___ The data
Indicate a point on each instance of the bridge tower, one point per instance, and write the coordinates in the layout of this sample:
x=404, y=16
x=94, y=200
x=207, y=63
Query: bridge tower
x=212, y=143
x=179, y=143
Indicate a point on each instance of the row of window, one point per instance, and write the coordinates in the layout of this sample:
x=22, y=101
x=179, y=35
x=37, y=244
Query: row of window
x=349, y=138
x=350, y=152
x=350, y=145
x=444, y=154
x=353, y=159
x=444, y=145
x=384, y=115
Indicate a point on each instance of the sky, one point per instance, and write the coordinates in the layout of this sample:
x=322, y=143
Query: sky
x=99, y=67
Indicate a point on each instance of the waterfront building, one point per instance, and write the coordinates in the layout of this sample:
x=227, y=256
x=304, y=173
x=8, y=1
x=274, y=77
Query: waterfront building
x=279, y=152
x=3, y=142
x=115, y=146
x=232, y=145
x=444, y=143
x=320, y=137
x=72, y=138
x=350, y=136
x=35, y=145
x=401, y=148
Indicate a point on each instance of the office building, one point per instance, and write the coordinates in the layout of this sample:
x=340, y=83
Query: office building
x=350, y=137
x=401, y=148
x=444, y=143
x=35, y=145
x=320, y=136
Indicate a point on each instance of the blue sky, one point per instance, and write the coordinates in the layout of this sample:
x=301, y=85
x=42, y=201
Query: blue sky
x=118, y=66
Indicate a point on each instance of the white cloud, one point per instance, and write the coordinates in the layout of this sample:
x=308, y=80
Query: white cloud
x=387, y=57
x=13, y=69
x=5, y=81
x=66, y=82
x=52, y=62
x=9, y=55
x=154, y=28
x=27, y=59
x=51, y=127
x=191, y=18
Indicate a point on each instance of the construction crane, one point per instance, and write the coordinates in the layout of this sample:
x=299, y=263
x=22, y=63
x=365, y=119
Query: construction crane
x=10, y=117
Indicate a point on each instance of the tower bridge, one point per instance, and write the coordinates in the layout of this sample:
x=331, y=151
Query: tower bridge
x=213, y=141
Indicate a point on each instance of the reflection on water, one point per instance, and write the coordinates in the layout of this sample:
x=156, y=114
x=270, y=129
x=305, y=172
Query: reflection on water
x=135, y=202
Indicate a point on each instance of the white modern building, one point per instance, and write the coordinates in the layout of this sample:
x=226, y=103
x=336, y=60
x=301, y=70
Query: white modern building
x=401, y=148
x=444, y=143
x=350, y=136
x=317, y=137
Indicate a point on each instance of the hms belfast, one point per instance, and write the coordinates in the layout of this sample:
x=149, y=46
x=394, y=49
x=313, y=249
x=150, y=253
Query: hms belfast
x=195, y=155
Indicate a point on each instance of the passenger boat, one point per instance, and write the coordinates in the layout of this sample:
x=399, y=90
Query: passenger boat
______
Description of the task: Convert all of the data above into a numbered list with one line per entry, omitting blank lines.

Task output:
1. Indicate a point on each instance of the bridge tower, one point per instance, and write the coordinates in the layout of this sample:
2. x=404, y=16
3. x=94, y=200
4. x=207, y=63
5. Query: bridge tower
6. x=212, y=143
7. x=179, y=143
8. Indicate a point on each instance of the row of window, one point per instance, and write the coordinates in the layout of this sample:
9. x=22, y=101
10. x=179, y=35
11. x=37, y=244
12. Query: row of window
13. x=349, y=138
14. x=350, y=152
15. x=350, y=145
16. x=444, y=154
17. x=353, y=159
18. x=444, y=145
19. x=384, y=115
20. Indicate a point on each instance of the sky, one point per instance, and write the coordinates in the layout of this sample:
21. x=322, y=143
22. Query: sky
23. x=99, y=67
24. Indicate a point on each instance of the waterfront building, one point per instance, and write the coordinates in the layout of this sample:
25. x=227, y=256
26. x=304, y=173
27. x=8, y=1
28. x=274, y=77
29. Query: waterfront building
30. x=279, y=152
31. x=3, y=142
32. x=115, y=146
33. x=232, y=145
34. x=444, y=143
35. x=320, y=137
36. x=72, y=138
37. x=350, y=136
38. x=35, y=145
39. x=401, y=148
40. Indicate a point on each instance of the office building, one point per instance, and write the coordinates in the layout of this sample:
41. x=340, y=83
42. Query: office building
43. x=350, y=137
44. x=401, y=148
45. x=444, y=143
46. x=35, y=145
47. x=320, y=136
48. Indicate a point on each instance of the blue sky, one point per instance, and write the coordinates in the layout of this sample:
49. x=301, y=85
50. x=42, y=201
51. Query: blue sky
52. x=118, y=66
53. Indicate a point on each instance of the white cloud, one point per instance, and write the coordinates in the layout of this sample:
54. x=308, y=80
55. Query: white cloud
56. x=387, y=57
57. x=13, y=69
58. x=5, y=81
59. x=66, y=82
60. x=52, y=62
61. x=9, y=55
62. x=154, y=28
63. x=27, y=59
64. x=51, y=127
65. x=191, y=18
66. Indicate a point on each instance of the construction crane, one point per instance, and write the coordinates in the layout of this sample:
67. x=299, y=263
68. x=22, y=63
69. x=365, y=119
70. Query: construction crane
71. x=10, y=117
72. Indicate a point on each instance of the tower bridge, one point per instance, and write the coordinates in the layout of this sample:
73. x=331, y=151
74. Query: tower bridge
75. x=213, y=141
76. Indicate a point on each instance of the reflection on water, one point per instance, and write the coordinates in the layout of this sample:
77. x=156, y=114
78. x=270, y=129
79. x=305, y=172
80. Query: reflection on water
81. x=135, y=202
82. Indicate a point on each instance of the white modern building, one point per instance, and write the coordinates in the layout of this sample:
83. x=226, y=103
84. x=336, y=60
85. x=301, y=70
86. Query: white modern building
87. x=401, y=148
88. x=444, y=143
89. x=350, y=136
90. x=317, y=137
91. Indicate a point on each instance of the hms belfast, one point per instance, and write the coordinates in the layout of this sample:
92. x=149, y=46
93. x=394, y=49
94. x=313, y=249
95. x=150, y=253
96. Query: hms belfast
97. x=195, y=155
98. Indicate a point on each instance of the passenger boat, one point per instance, and write the coordinates in the layout of this sample:
99. x=399, y=90
100. Query: passenger boat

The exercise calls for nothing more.